[START OF Provided text]

As you can see, only unique values are left - since they all have some sort of variation. But this leads us to our final cleaning topic: how can we map all alternative forms for one value, like `"m"`, `"M"` and `"male"` for male, to one same value?

One way to achieve this is using a polar's `"when-then-otherwise"` statement to replace alternative forms of `"male"` and `"female"` with one chosen form.

In [12]:
new_rdf = (
    df.select(
        pl.when(pl.col("Sex") == "M")
        .then("male")
        .when(pl.col("Sex") == "m")
        .then("male")
        .when(pl.col("Sex") == "m ")
        .then("male")
        .when(pl.col("Sex") == "F")
        .then("female")
        .when(pl.col("Sex") == "f")
        .then("female")
        .otherwise(pl.col("Sex"))
    )
    .collect()
    .fetch()
)
new_rdf

literal
str
"""male"""
"""female"""
"""male"""
"""male"""
"""male"""
"""female"""
"""female"""


All our variations have been replaced by one unique option! 

You now know how to clean your data using BastionLab. All that's left to do now is to close your connection to the server and stop the server:

In [13]:
connection.close()
bastionlab_server.stop(srv)

[END OF Provided text]
[START OF Source material]

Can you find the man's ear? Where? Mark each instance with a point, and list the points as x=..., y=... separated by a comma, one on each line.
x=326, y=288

[END OF Source material]

• [The request]:
Quote the data-cleaning text above word for word, from "You now know" to "connection.close()".

• [Solution for this exercise]:
You now know how to clean your data using BastionLab. All that's left to do now is to close your connection to the server and stop the server:

In [13]:
connection.close()